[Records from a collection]

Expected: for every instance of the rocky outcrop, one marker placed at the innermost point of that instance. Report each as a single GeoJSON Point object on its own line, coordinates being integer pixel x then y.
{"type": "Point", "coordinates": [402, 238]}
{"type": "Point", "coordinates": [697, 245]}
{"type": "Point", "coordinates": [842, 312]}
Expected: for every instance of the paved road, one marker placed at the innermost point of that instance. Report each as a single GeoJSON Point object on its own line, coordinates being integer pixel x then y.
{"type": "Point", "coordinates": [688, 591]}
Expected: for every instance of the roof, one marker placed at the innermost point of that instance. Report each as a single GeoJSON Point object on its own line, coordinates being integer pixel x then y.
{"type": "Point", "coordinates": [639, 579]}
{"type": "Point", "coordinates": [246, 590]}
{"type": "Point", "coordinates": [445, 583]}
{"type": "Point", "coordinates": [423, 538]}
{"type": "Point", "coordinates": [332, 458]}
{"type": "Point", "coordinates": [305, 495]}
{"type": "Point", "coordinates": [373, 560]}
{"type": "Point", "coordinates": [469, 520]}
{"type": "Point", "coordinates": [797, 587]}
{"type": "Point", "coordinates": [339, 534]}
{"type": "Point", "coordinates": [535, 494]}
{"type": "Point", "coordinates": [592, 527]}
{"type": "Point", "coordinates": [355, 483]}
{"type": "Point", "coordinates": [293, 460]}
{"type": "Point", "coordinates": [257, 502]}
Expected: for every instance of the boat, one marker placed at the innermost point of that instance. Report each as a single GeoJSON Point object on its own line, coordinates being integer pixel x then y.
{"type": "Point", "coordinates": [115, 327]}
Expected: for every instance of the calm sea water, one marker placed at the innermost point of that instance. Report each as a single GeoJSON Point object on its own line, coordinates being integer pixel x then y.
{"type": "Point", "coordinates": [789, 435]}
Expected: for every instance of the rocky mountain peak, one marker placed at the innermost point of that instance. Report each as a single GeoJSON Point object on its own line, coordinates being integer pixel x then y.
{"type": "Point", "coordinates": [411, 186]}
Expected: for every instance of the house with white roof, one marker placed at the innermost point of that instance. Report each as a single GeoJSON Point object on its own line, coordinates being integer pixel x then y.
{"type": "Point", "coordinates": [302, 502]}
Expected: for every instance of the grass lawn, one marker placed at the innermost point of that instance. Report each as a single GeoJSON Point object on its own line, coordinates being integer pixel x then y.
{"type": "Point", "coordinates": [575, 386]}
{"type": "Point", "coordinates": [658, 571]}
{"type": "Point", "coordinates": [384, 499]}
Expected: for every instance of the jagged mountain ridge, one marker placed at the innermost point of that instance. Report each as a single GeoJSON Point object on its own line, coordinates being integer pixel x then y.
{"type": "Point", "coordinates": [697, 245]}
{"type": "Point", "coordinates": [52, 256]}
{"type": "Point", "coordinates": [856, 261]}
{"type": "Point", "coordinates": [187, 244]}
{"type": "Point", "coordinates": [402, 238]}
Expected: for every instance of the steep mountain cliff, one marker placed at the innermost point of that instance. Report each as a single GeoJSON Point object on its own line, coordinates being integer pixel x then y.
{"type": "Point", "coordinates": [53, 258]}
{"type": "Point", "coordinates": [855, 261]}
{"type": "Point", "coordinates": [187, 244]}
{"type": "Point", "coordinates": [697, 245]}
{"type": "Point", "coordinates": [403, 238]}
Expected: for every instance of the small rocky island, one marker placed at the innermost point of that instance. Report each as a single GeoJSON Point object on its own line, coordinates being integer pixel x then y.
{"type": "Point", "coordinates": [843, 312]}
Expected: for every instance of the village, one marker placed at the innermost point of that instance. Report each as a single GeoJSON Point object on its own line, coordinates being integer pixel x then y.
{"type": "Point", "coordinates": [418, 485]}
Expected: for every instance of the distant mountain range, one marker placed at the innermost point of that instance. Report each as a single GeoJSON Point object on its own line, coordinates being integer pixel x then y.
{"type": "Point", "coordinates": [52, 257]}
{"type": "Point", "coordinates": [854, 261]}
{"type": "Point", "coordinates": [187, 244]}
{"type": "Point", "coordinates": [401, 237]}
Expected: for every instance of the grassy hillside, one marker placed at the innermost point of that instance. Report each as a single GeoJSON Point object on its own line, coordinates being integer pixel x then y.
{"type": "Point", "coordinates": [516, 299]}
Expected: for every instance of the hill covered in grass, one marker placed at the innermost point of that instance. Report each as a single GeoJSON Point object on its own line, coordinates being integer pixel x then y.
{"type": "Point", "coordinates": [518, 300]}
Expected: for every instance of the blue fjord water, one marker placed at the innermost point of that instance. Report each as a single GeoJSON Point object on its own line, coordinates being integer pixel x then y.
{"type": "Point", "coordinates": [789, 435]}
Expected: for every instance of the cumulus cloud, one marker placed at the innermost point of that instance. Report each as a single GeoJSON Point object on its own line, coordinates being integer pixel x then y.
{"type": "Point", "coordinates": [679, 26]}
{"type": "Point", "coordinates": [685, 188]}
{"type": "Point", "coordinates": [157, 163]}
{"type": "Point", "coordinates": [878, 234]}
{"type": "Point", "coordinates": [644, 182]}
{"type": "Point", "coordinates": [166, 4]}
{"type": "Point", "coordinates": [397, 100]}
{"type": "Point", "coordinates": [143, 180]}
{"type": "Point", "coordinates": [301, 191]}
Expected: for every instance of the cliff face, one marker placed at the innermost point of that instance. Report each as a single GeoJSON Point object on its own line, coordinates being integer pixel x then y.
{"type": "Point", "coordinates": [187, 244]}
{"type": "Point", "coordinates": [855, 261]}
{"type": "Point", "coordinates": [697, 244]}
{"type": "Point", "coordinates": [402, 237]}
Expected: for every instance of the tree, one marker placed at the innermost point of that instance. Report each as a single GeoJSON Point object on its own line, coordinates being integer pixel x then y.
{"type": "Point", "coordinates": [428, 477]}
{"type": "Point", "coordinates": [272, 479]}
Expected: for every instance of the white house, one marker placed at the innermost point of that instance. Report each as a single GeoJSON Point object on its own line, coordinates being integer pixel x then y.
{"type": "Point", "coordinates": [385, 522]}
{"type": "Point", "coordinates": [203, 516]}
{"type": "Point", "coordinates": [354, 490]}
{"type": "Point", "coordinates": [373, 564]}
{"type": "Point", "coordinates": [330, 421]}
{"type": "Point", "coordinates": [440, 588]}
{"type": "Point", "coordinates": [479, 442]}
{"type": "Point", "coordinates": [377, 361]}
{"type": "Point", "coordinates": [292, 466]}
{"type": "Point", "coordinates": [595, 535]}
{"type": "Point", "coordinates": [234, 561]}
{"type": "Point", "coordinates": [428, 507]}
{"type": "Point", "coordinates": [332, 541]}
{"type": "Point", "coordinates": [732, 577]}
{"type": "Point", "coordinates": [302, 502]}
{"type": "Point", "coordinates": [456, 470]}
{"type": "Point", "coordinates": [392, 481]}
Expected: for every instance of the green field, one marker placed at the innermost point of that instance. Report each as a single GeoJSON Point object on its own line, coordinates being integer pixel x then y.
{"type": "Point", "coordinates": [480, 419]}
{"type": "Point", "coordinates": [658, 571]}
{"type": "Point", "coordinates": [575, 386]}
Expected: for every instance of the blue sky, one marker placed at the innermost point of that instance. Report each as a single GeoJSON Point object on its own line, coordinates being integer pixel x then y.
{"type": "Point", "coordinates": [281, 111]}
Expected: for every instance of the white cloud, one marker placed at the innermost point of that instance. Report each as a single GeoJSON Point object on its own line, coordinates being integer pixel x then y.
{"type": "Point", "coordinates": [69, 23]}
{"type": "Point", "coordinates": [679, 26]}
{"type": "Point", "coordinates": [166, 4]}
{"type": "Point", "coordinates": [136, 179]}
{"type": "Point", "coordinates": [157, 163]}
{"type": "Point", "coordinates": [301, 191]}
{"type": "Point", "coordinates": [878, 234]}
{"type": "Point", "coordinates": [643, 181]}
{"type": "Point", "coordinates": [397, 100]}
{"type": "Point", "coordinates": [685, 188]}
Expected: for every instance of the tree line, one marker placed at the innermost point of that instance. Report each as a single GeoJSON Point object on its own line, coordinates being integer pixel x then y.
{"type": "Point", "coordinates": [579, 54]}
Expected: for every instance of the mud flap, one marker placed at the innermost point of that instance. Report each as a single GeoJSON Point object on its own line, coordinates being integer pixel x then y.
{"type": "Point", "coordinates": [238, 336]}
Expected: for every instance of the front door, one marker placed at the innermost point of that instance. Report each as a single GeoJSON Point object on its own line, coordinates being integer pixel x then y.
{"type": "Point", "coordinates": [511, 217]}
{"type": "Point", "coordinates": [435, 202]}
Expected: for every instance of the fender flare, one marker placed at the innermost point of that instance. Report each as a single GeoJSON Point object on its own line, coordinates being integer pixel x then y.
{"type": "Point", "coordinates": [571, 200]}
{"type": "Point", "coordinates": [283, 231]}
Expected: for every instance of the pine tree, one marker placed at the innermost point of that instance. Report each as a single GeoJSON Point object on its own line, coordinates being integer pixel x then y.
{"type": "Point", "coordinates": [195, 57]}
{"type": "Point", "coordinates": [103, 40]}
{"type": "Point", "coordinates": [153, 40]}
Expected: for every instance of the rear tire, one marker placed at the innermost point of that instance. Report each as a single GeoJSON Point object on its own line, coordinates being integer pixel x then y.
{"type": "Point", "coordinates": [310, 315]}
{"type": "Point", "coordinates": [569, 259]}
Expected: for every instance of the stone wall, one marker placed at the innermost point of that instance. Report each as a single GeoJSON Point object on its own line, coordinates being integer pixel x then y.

- _Stated task_
Can you quote exactly the lines from the one containing "Expected: for every instance of the rear" through the last line of the records above, and nothing else?

- _Task output_
Expected: for every instance of the rear tire, one marker placed at the innermost point of that instance. Report each as a single GeoJSON Point object on its own line, coordinates being integer pixel x then y.
{"type": "Point", "coordinates": [310, 315]}
{"type": "Point", "coordinates": [569, 259]}
Expected: for every instance of the stone wall, one marker placed at the innermost point of that instance. Report each as a single GeoJSON Point object on its own line, coordinates being integer pixel x then y.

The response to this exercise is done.